Extracted records
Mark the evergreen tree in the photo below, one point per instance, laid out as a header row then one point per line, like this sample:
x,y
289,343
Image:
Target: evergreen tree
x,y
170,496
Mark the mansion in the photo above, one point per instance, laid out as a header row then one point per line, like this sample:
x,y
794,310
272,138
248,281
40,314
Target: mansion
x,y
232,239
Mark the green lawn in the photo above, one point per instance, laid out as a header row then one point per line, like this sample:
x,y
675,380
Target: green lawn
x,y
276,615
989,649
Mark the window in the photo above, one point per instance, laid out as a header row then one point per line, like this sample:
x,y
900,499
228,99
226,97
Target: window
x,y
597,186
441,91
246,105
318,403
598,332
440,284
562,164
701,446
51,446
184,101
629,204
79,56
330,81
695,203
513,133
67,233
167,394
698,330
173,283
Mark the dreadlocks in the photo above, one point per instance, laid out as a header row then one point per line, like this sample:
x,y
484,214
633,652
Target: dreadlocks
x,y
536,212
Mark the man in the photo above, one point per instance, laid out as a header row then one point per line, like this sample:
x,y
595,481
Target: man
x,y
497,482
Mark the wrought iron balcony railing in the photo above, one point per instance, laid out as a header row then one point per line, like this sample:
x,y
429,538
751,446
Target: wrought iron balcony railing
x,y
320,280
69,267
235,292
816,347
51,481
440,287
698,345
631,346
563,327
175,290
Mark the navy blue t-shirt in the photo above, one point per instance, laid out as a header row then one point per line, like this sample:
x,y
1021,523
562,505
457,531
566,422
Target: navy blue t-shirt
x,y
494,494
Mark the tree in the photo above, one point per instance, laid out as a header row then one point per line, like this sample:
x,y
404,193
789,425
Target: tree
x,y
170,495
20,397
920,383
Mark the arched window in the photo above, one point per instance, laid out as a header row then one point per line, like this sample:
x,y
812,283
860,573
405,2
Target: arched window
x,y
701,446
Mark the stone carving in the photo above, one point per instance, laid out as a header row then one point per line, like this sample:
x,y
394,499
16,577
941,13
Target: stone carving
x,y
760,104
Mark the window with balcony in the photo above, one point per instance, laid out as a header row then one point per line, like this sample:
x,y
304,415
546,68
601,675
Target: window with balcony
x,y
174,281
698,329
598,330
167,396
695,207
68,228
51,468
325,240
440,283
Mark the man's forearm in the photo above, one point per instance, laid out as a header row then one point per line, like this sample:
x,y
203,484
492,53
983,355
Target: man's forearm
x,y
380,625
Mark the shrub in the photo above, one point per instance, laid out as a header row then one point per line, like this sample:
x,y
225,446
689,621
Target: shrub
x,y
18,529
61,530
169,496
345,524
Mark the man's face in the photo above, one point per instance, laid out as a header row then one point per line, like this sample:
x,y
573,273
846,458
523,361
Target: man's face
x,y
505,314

> [Directions for this task]:
Every record should be output precisely as it was given.

> [Exercise result]:
Mark the evergreen tree in the photo below, one point per instance, laid out as a header row then one point per line, like this sample:
x,y
289,343
Image:
Target: evergreen tree
x,y
170,496
Mark the mansion in the photo above, one point per instance, laid out as a header row then one point per line, like this sample:
x,y
794,310
272,138
248,281
40,314
Target: mansion
x,y
232,239
Mark the green lawn in the photo above, one point per instance, laid out as a header row then one point per line, like this sample:
x,y
675,380
Target: green lawn
x,y
276,615
989,649
Mark the window in the photo above, one point per instance, laid out as a header row then one point per line, like this sample:
x,y
900,499
228,99
226,97
Target: window
x,y
597,186
441,91
246,105
318,403
598,332
440,284
562,164
701,446
51,446
184,101
629,204
79,56
330,81
695,203
513,133
67,233
167,394
698,330
173,283
Mark the dreadlocks in the photo above, one point per instance, laid out as a header row then one point per line, like this sample:
x,y
484,214
633,652
Target: dreadlocks
x,y
536,212
Mark the man in the photo above, one point per instance, laid out as a header row then one point per line, like this sample:
x,y
595,481
Target: man
x,y
497,482
Mark the wrought iron balcony railing in the photo above, one point per instance, laid out as a header row then one point per line, like this sample:
x,y
429,538
751,446
Target: wrought iron balcony railing
x,y
320,280
69,267
235,292
816,347
51,481
440,287
698,345
631,346
563,327
175,290
Mark the navy blue t-shirt in the photo above, one point per instance, laid out as a header row then one point per line, like this sample:
x,y
1021,523
562,505
457,531
566,422
Target: navy blue t-shirt
x,y
494,494
Mark the tree in the photo above, one point per instance, laid out as a header row then one point per line, like this sample:
x,y
404,193
789,425
Target: tree
x,y
170,495
20,397
920,383
Mark the arched window in the photo above, one point per instance, laid out as a header row then one point per line, like this sample:
x,y
812,283
860,573
405,2
Target: arched window
x,y
701,446
Mark the stone carving in the photo above, one point per instance, laid out as a header row then one point per line, like this sample:
x,y
394,499
16,577
941,13
Target: stone carving
x,y
760,104
Mark the window with balcony in the photo above, one point per instance, laid out as a header row then one point per line, like this sample:
x,y
304,415
546,68
601,675
Target: window with balcony
x,y
174,281
698,329
598,330
167,396
695,207
68,228
51,468
325,240
440,283
Mark the man's forearm in the photo above, one point per instance, laid out as a header row then one point per line, like this sample:
x,y
203,484
492,53
983,355
Target: man's forearm
x,y
380,625
Mark the shrub in the photo above, one point per instance, laid out as a header row then one point per line, like this sample:
x,y
225,446
689,621
Target: shrub
x,y
18,529
61,530
169,496
345,524
Mark the man's face in the photo above, one point per instance, laid out as a header row then one point per line, like this sample:
x,y
573,273
846,458
523,361
Target: man's face
x,y
505,314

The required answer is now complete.